═══ Data excerpts ═══

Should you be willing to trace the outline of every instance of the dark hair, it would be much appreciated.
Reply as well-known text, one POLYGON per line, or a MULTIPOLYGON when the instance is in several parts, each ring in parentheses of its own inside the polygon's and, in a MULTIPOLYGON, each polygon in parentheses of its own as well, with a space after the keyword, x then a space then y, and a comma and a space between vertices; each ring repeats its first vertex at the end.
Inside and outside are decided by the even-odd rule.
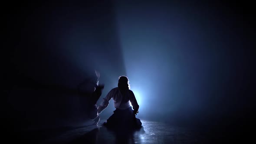
POLYGON ((130 89, 129 79, 124 75, 120 76, 118 81, 118 87, 121 89, 130 89))

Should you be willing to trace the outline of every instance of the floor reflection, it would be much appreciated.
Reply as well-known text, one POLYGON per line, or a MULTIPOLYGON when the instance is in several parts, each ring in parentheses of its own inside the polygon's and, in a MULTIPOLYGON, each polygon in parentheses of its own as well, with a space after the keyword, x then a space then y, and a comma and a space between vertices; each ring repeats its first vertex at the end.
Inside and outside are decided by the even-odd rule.
POLYGON ((105 127, 94 129, 69 144, 137 144, 141 143, 141 134, 144 128, 136 131, 110 130, 105 127))

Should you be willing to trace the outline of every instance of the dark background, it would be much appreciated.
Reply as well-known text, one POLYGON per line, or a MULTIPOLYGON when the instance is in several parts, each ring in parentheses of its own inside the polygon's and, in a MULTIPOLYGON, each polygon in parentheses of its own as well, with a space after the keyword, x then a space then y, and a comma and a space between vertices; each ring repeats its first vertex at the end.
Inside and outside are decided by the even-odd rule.
MULTIPOLYGON (((141 119, 234 130, 253 121, 252 3, 4 6, 2 109, 10 131, 87 120, 75 90, 95 69, 105 84, 100 100, 128 76, 141 119)), ((114 110, 111 101, 102 118, 114 110)))

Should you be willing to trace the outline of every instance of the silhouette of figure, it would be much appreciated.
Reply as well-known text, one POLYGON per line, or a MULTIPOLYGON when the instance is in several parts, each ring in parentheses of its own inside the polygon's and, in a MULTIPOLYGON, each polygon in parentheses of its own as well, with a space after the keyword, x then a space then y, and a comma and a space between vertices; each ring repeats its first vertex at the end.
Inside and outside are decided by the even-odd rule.
POLYGON ((98 108, 100 113, 108 107, 111 98, 114 100, 116 110, 114 114, 104 122, 107 128, 123 129, 125 128, 140 128, 141 122, 135 117, 138 113, 138 105, 133 92, 129 89, 129 80, 125 76, 119 77, 118 87, 112 89, 103 98, 98 108), (130 103, 134 110, 131 108, 130 103))
POLYGON ((77 87, 79 93, 82 96, 80 99, 82 110, 86 111, 89 118, 94 121, 93 124, 97 124, 100 120, 96 104, 102 95, 104 85, 98 84, 99 77, 100 73, 95 70, 94 74, 77 87))

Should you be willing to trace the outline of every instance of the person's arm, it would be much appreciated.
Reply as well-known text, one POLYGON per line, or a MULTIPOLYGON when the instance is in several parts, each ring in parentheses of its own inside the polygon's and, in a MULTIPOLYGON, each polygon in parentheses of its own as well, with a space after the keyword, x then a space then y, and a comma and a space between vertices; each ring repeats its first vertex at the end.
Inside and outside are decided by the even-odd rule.
POLYGON ((132 105, 132 108, 134 110, 134 114, 137 115, 137 113, 138 113, 139 106, 138 105, 133 92, 131 91, 130 92, 130 101, 131 101, 131 104, 132 105))
POLYGON ((111 90, 108 92, 108 95, 104 98, 102 100, 102 102, 100 104, 98 109, 98 112, 100 114, 102 111, 103 111, 106 108, 108 107, 109 104, 109 101, 112 98, 112 91, 111 90))

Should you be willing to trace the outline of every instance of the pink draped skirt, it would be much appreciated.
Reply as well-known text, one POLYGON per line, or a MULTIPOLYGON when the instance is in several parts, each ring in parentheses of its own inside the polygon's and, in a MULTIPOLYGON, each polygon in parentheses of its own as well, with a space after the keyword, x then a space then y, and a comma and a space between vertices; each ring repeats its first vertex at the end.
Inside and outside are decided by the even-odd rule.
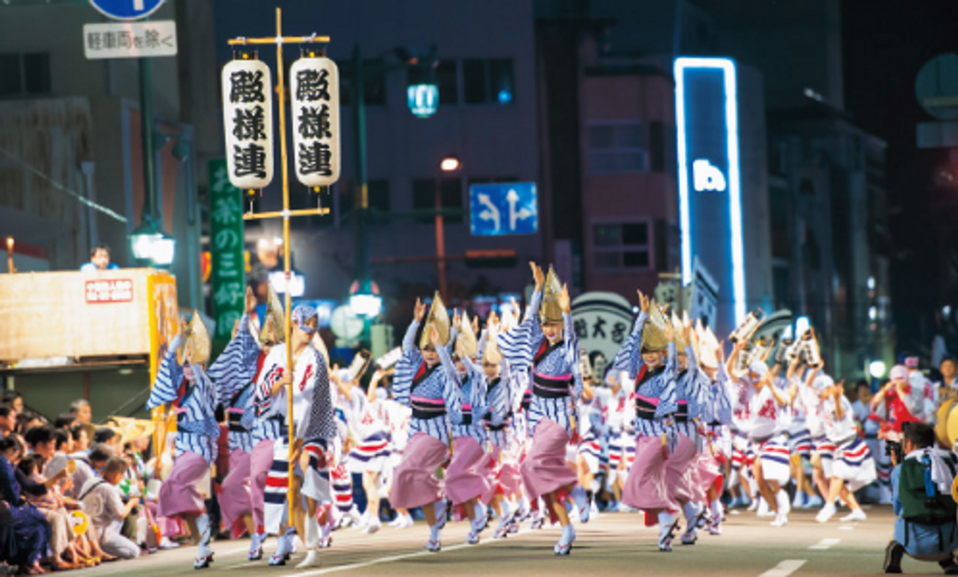
POLYGON ((665 465, 665 482, 672 500, 682 503, 695 497, 692 471, 697 455, 698 451, 692 439, 679 434, 675 450, 669 455, 665 465))
POLYGON ((636 440, 635 462, 628 470, 622 502, 651 516, 664 509, 678 510, 666 488, 666 451, 662 437, 640 436, 636 440))
POLYGON ((424 433, 414 434, 393 472, 389 504, 393 508, 412 509, 442 499, 443 481, 436 477, 436 470, 447 454, 448 448, 436 437, 424 433))
POLYGON ((533 433, 533 446, 520 467, 522 484, 530 500, 576 482, 565 460, 569 434, 555 421, 542 419, 533 433))
POLYGON ((445 494, 458 505, 490 490, 490 457, 479 441, 457 436, 452 441, 452 462, 445 471, 445 494))
POLYGON ((230 453, 230 474, 223 479, 219 492, 219 512, 223 516, 223 526, 235 537, 245 531, 242 523, 244 515, 253 512, 253 499, 249 487, 249 465, 251 455, 237 449, 230 453))
POLYGON ((173 461, 170 477, 163 481, 156 514, 159 517, 200 515, 206 510, 203 496, 196 485, 209 472, 206 459, 195 453, 183 453, 173 461))

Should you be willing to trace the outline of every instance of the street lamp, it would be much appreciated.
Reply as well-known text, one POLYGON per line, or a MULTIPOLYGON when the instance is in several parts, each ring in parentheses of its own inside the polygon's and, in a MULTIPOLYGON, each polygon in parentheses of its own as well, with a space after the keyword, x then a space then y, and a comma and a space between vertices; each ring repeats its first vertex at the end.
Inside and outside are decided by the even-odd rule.
POLYGON ((448 302, 445 284, 445 236, 443 230, 443 172, 456 172, 463 167, 459 158, 447 156, 439 163, 442 171, 436 176, 436 276, 439 277, 439 294, 448 302))
POLYGON ((160 230, 152 218, 145 218, 129 235, 133 257, 152 266, 168 267, 173 262, 176 240, 160 230))
POLYGON ((375 319, 382 312, 379 287, 373 281, 354 280, 350 286, 350 308, 363 319, 375 319))

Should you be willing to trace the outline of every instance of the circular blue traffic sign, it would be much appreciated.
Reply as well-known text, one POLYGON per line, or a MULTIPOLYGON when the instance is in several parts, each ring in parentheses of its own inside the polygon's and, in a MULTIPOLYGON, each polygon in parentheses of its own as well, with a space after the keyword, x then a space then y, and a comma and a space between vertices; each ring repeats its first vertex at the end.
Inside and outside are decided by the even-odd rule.
POLYGON ((155 12, 164 0, 90 0, 93 8, 114 20, 139 20, 155 12))

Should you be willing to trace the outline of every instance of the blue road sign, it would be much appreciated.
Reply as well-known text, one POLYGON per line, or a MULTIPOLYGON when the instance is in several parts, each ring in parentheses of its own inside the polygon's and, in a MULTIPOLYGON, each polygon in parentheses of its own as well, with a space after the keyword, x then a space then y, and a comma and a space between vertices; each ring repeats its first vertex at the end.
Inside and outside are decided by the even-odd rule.
POLYGON ((538 231, 536 183, 500 183, 469 187, 473 236, 535 234, 538 231))
POLYGON ((164 0, 90 0, 93 8, 114 20, 139 20, 155 12, 164 0))

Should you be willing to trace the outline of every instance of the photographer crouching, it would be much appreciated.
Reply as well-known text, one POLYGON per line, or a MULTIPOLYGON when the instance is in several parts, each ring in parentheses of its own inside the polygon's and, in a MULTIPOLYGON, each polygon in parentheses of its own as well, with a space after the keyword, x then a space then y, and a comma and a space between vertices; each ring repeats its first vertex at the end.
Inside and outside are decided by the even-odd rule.
POLYGON ((952 551, 958 548, 955 500, 951 497, 958 457, 935 447, 930 425, 905 423, 901 445, 890 445, 894 540, 885 549, 885 572, 901 573, 904 555, 936 561, 947 575, 958 575, 952 551))

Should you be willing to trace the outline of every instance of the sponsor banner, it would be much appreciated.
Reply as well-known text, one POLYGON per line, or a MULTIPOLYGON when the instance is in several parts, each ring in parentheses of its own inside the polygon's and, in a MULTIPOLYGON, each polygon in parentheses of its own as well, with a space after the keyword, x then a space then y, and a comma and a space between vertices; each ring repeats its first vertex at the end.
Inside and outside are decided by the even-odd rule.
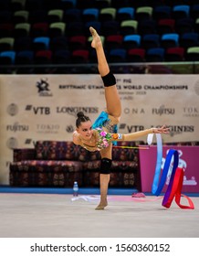
MULTIPOLYGON (((199 193, 199 146, 163 146, 162 171, 169 149, 175 149, 179 153, 178 166, 184 169, 182 192, 199 193)), ((157 148, 151 146, 149 150, 140 150, 140 165, 141 178, 141 191, 152 192, 152 186, 155 172, 157 148)), ((162 192, 165 192, 173 172, 173 159, 170 165, 166 183, 162 192)), ((161 176, 160 176, 161 177, 161 176)))
MULTIPOLYGON (((162 136, 164 143, 198 141, 198 76, 117 74, 116 79, 122 104, 120 133, 166 124, 171 133, 162 136)), ((104 96, 100 75, 0 76, 0 184, 8 182, 14 147, 71 140, 77 112, 94 122, 106 109, 104 96)))

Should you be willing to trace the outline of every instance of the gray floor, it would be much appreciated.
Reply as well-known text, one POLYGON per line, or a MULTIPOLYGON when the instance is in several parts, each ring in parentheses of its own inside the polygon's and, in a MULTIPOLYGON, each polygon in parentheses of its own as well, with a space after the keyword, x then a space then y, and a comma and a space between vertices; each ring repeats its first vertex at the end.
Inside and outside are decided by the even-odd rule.
MULTIPOLYGON (((88 197, 88 196, 87 196, 88 197)), ((147 202, 131 196, 110 196, 105 210, 97 211, 93 200, 72 201, 71 195, 0 194, 1 238, 198 238, 199 197, 195 208, 182 209, 173 201, 147 202)), ((182 198, 182 204, 187 201, 182 198)))

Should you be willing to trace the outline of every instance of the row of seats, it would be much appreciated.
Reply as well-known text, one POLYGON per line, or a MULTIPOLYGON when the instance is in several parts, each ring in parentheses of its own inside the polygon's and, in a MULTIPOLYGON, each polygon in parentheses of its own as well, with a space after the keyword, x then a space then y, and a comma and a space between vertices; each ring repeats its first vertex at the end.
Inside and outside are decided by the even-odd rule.
POLYGON ((0 24, 0 38, 6 37, 58 37, 58 36, 89 36, 89 27, 97 29, 99 34, 107 37, 110 35, 132 35, 141 36, 146 34, 157 34, 159 36, 168 33, 183 35, 187 32, 199 33, 199 18, 195 23, 192 19, 160 19, 158 23, 153 21, 123 20, 121 22, 47 22, 38 23, 12 23, 0 24))
MULTIPOLYGON (((101 36, 105 50, 112 48, 123 48, 126 49, 134 48, 144 48, 145 49, 151 48, 163 48, 183 47, 185 49, 190 47, 199 46, 199 34, 194 32, 188 32, 183 35, 176 33, 163 34, 147 34, 147 35, 110 35, 106 37, 101 36)), ((0 52, 5 50, 39 50, 39 49, 89 49, 90 41, 92 37, 86 36, 72 36, 65 37, 58 36, 53 38, 49 37, 2 37, 0 38, 0 52)))
MULTIPOLYGON (((199 47, 189 48, 154 48, 132 49, 110 49, 107 52, 110 63, 114 62, 162 62, 199 60, 199 47)), ((47 64, 84 64, 95 63, 96 54, 87 49, 78 50, 23 50, 4 51, 0 53, 0 65, 47 65, 47 64)))
POLYGON ((173 18, 178 20, 181 18, 192 18, 195 20, 199 17, 199 4, 194 5, 174 5, 173 7, 168 5, 156 6, 140 6, 133 7, 120 7, 119 9, 109 8, 85 8, 83 10, 79 8, 63 9, 37 9, 37 10, 1 10, 0 23, 5 22, 69 22, 76 21, 122 21, 126 19, 131 20, 156 20, 162 18, 173 18))
POLYGON ((2 9, 49 9, 49 8, 104 8, 123 6, 157 6, 198 4, 197 0, 1 0, 2 9))

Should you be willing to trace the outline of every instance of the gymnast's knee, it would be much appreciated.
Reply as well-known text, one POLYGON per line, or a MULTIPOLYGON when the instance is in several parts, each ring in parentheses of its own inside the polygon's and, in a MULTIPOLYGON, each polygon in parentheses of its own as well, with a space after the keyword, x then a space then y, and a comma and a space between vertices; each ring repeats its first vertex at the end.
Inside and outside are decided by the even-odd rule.
POLYGON ((101 79, 103 80, 105 87, 109 87, 116 84, 115 76, 110 71, 106 76, 101 77, 101 79))
POLYGON ((111 159, 102 158, 100 163, 100 174, 109 175, 110 173, 111 164, 111 159))

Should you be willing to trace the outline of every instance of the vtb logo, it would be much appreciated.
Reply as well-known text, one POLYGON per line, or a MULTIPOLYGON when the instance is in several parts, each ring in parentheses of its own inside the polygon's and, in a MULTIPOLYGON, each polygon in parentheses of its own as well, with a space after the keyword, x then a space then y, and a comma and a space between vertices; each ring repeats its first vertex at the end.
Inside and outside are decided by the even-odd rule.
POLYGON ((49 107, 34 107, 32 105, 26 105, 26 111, 33 111, 35 114, 50 114, 49 107))

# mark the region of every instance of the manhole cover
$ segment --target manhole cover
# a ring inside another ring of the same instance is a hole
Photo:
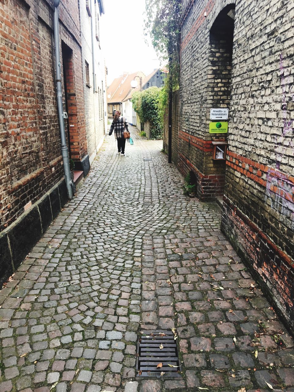
[[[137,352],[138,377],[181,377],[176,342],[172,331],[145,331],[138,343]]]

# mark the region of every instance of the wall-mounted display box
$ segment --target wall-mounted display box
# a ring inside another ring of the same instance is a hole
[[[214,141],[212,142],[212,159],[216,161],[225,161],[228,143],[226,142]]]

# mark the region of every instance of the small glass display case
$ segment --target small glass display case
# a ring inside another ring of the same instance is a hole
[[[225,161],[228,143],[223,141],[214,141],[212,143],[212,159],[216,161]]]

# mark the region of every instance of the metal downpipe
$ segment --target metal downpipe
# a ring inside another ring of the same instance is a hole
[[[92,0],[90,1],[90,11],[91,13],[91,38],[92,40],[92,63],[93,69],[93,92],[96,91],[96,80],[95,78],[95,53],[94,52],[94,33],[93,27],[93,12],[92,8]]]
[[[91,13],[91,40],[92,41],[92,64],[93,69],[93,109],[94,115],[94,135],[95,136],[95,150],[97,153],[96,148],[96,119],[95,116],[95,94],[96,93],[96,78],[95,77],[95,53],[94,52],[94,33],[93,27],[93,13],[92,9],[92,0],[90,0],[90,11]],[[95,15],[96,17],[96,15]],[[99,99],[99,98],[98,98]]]
[[[55,47],[55,65],[56,66],[56,85],[57,94],[57,107],[60,129],[61,139],[61,155],[62,157],[63,167],[64,170],[64,176],[65,179],[67,193],[70,199],[73,197],[73,183],[71,169],[69,167],[69,160],[68,149],[66,144],[64,120],[63,116],[62,107],[62,92],[61,84],[61,66],[60,65],[60,46],[59,45],[59,25],[58,16],[58,6],[60,0],[54,0],[54,41]]]

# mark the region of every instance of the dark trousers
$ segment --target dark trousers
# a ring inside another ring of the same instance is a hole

═══

Could you copy out, character for character, every line from the one with "arm, it would be much appreciated." to the one with "POLYGON ((111 90, 108", including both of those lines?

:: Final answer ::
Should you be willing to trace the outline of every instance of the person's arm, it would be much appreciated.
Reply as well-known text, one POLYGON per line, or a MULTIPOLYGON when the instance is in several parts, each ring in parentheses of its own inside the polygon's and, in a MULTIPOLYGON, each polygon in parentheses of its own as well, with a space after the keyword, x then a space then y, and a comma and a space between vertices; each ring repeats its first vertex at the end.
Inside and outside are decided by the even-odd rule.
POLYGON ((132 105, 132 108, 134 110, 134 114, 137 115, 137 113, 138 113, 139 106, 138 105, 133 92, 131 91, 130 92, 130 101, 131 101, 131 104, 132 105))
POLYGON ((111 90, 108 92, 108 95, 104 98, 102 100, 102 102, 100 104, 98 109, 98 112, 100 114, 102 111, 103 111, 106 108, 108 107, 109 104, 109 101, 112 98, 112 91, 111 90))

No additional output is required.